● Short exercise
Change "single dot" to "single point" throughout the rows below and leave everything else as it is. Omit the pictures from your version.

[START OF Provided material]

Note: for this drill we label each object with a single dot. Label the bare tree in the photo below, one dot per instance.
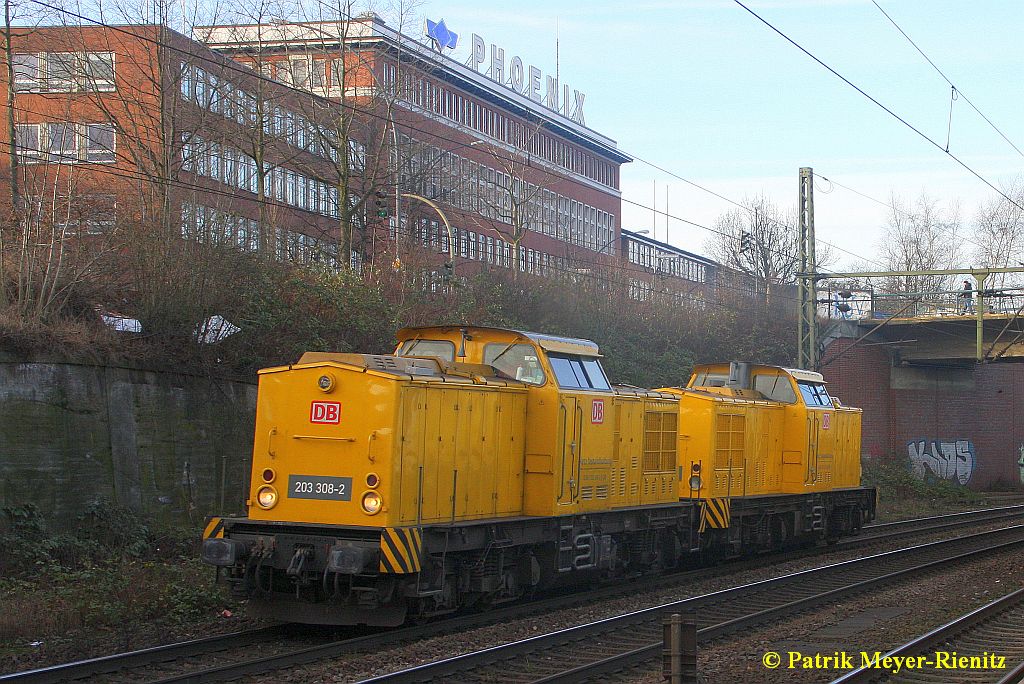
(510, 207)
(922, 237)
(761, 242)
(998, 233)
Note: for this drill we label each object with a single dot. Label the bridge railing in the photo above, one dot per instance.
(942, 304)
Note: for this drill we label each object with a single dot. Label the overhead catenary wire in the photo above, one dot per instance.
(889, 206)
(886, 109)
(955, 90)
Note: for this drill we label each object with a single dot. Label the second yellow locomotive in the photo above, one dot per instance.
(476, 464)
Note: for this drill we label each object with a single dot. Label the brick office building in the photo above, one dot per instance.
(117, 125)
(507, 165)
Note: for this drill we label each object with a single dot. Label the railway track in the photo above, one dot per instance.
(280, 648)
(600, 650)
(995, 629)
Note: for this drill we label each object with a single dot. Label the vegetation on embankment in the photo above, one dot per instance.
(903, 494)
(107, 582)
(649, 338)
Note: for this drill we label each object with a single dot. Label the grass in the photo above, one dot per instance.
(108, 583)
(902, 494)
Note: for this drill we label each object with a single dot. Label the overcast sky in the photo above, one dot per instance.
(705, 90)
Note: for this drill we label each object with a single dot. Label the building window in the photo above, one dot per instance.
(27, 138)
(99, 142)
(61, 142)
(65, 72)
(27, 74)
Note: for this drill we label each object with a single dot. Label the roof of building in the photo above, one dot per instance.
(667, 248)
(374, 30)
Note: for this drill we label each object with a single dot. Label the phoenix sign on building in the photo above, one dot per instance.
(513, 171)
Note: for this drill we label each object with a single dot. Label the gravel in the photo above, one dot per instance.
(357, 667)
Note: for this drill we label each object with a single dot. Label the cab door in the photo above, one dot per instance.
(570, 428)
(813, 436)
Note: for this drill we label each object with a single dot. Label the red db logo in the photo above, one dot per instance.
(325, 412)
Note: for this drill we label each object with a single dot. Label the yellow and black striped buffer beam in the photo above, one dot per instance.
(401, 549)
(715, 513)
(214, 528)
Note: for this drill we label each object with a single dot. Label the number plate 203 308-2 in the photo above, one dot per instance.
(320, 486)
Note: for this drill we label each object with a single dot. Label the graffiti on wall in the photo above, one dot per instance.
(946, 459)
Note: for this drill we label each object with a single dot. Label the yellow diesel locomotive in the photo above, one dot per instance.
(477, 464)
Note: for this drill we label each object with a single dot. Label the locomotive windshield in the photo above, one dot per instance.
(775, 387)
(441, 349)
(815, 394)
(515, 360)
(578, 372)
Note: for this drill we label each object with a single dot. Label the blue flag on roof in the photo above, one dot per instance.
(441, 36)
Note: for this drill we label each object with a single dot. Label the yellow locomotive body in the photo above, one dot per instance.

[END OF Provided material]

● Right answer
Note: for this drill we label each object with a single point. Label the bare tree in the photo below, one dot per instance.
(510, 207)
(922, 237)
(761, 242)
(998, 233)
Note: for this drill we label each object with a single point. Label the bridge railing in the photo above, one dot per instance.
(942, 304)
Note: for this drill we label each object with a single point. Label the overhead catenary wire in the photo above, one dot per instance.
(889, 206)
(886, 109)
(955, 90)
Note: for this drill we label each object with a single point. Label the second yellow locomotive in the photo above, one dot per instance.
(476, 464)
Note: for this drill we label each object with a single point. Label the brick office building in the photo above, one dot per instance.
(117, 125)
(507, 165)
Note: for this drill we label each object with a single point. Label the railway track in the photo above, one dot per instance.
(280, 648)
(600, 650)
(995, 629)
Note: for this drill we label each object with a single point. Label the vegetation on embankment in the photo above, one dot per instance.
(903, 494)
(107, 582)
(649, 338)
Note: for this drill we label each object with a single point. Label the grass in the photo above, one dot per instance.
(108, 583)
(902, 494)
Note: for this drill we label each object with a single point. Label the overcast sky in the photo above, one dot per instance.
(705, 90)
Note: for this drill we label each object with a single point. Label the building window in the photo above, one dot per instance.
(27, 138)
(99, 142)
(61, 142)
(65, 72)
(27, 74)
Note: for this drill we label each object with a single point. Label the roof of building in the photo above, one dot per instance.
(667, 248)
(374, 30)
Note: for this drill we label each object with a single point. Label the phoenix sign on building in the photo above, one dot per instance.
(513, 171)
Note: for this drill we label each object with a single point. Label the gravel in the photo above, one dot per instance.
(357, 667)
Note: for this drill we label each object with a single point. Label the cab door in the photo above, one dot per instance.
(570, 428)
(813, 436)
Note: for this drill we label each object with a single point. Label the red db logo in the photo above, one dot per instance.
(325, 412)
Note: for this drill we label each object with a single point. Label the yellow and black striped buffer beam in the photo above, one dot per instance.
(401, 549)
(715, 513)
(214, 528)
Note: for this drill we label each object with a single point. Label the number plate 203 308-2 in the photo above, one dot per instance.
(320, 486)
Note: for this drill we label each object with a single point. Label the graffiti on wall in the photo above, one dot per instance.
(946, 459)
Note: for this drill we label each object with a single point. Label the yellow diesel locomotive in the photo above, one dot per instance.
(477, 464)
Note: for this drill we label each object with a single point. Label the locomotive windshield in the photo above, one dot per instance.
(775, 387)
(441, 349)
(815, 394)
(515, 360)
(578, 372)
Note: for this drill we label each object with a single point. Label the blue flag on roof in the photo above, one dot per instance.
(441, 36)
Note: for this drill we label each object with a single point. Label the yellow locomotive body in the photo above, one dot per instance.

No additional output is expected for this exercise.